___ FRAGMENT STRONY ___

Wczoraj w skrzynce pocztowej, ale tej tradycyjnej, znalazłem zakopertowany pakiet, wcale nie wyborczy, tylko z nieoczekiwaną przesyłką zawierającą zgrabny, prawie kwadratowy tomik wierszy. Autorem tomiku pt. „cztery czwarte”, zawierającego 176 wierszy w czerech rozdziałach jest Henryk Pawłowski. Wiersze, jak to u Henia, tematyką balansują na mentalnej granicy życia i śmierci, choć sama ich treść, to jakby okruchy życia z dni powszednich poety.
Nie podejmuję się analizowania poszczególnych czterowierszy, czy też innych małych form literackich, z których Henryk złożył tenże tomik.
Po pobieżnym przeczytaniu całości, zawsze tak robię, kiedy mam ochotę czytać w formie książkowej tomik poezji, po dłuższej chwili zastanawiam się, co mi z tego zostało, albo co zabełtało mi błękit w głowie. Nieoczekiwanie dla mnie samego, szukając w pamięci synonimów śmierci i życia, trafiłem na ciekawy problem, gdy chodzi o uniwersalny synonim życia. Uosobieniem, antyczną personifikacją śmierci, to oczywiste, że jest Tanatos, w mitologii greckiej bóg i uosobienie śmierci. Stąd tanatologia, jako nauka o śmierci człowieka. A z czym, lub z jaką postacią mityczną może kojarzyć się życie? Czy biologia, nauka o życiu na wzór tanatologii ma swojego odpowiedniego boga w mitologii greckiej, egipskiej, czy innej? Owszem w mitologii mamy sporo różnych personifikacji przejawów życia, jak chociażby Afrodyta (rzymska Wenus), bogini miłości, Dionizos (rzymski Bachus), bóg wina, zabawy, dzikiej natury i płodności. Można by jeszcze wymienić z połowę lokatorów mitycznego Olimpu, ale jednoznacznej personifikacji życia w śród nich nie znajdziemy. Wydaje mi się, że mnogości przejawów życia, jest ich tyle, ile wszystkich istot żywych na tej planecie, nie da się przedstawić pod postacią jednego konkretnego symbolu.

___ WYKAZ DANYCH ___

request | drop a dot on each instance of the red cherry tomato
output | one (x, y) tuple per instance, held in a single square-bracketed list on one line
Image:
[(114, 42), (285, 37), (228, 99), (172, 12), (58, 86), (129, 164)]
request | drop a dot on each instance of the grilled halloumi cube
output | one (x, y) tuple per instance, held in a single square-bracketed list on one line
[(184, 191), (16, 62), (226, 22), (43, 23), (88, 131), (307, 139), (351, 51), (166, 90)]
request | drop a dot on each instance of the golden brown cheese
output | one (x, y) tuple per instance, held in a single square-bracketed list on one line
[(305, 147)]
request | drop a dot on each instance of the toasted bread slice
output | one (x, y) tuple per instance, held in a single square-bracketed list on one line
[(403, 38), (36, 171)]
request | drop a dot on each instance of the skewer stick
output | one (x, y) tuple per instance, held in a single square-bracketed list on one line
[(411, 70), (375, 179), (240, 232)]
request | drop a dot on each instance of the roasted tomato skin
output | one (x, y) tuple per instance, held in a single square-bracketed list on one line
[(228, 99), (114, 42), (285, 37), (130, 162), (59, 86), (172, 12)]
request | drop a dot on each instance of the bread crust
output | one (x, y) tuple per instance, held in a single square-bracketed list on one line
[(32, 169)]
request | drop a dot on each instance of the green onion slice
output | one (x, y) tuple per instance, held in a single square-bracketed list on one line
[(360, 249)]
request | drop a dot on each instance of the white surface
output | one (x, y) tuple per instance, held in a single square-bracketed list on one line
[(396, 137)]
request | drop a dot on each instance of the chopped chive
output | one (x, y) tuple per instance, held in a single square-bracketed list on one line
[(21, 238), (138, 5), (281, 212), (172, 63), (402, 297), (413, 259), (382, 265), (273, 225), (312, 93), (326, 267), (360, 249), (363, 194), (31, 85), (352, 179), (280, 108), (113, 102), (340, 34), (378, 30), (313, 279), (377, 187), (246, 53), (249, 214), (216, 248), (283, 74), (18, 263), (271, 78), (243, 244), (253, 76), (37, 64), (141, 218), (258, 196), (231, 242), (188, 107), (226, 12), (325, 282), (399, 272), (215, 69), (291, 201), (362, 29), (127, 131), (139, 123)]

___

# POLECENIA:
A) Przepisz z tekstu o tomiku wierszy fragment między słowami „Wczoraj w skrzynce” a „dni powszednich poety.”, włącznie z nimi.
B) Dopisz dalszy ciąg tekstu o tomiku wierszy, zaczynając po jego ostatnim zdaniu.

# ODPOWIEDZI DO ZADAŃ:
A)
Wczoraj w skrzynce pocztowej, ale tej tradycyjnej, znalazłem zakopertowany pakiet, wcale nie wyborczy, tylko z nieoczekiwaną przesyłką zawierającą zgrabny, prawie kwadratowy tomik wierszy. Autorem tomiku pt. „cztery czwarte”, zawierającego 176 wierszy w czerech rozdziałach jest Henryk Pawłowski. Wiersze, jak to u Henia, tematyką balansują na mentalnej granicy życia i śmierci, choć sama ich treść, to jakby okruchy życia z dni powszednich poety.

B)
Dzisiaj jest trzecia niedziela Wielkanocna. Ewangelia na ten dzień opisuje trzeci dzień po ukrzyżowaniu Jezusa. Opowiada o tym, jak dwaj bezimienni uczniowie spotykają Jezusa na drodze do Emaus. Zmartwychwstałego Chrystusa, „zwycięzcę śmierci, piekła i szatana”. Czy to jest uniwersalna personifikacja życia?
Wydaje mi się, że poeta Heniu, twórca tomiku „cztery czwarte” też próbuje na to pytanie sobie odpowiedzieć. Zachęcam do poczytania. Wtedy na to pytanie może odpowie sobie każdy czytelnik sam.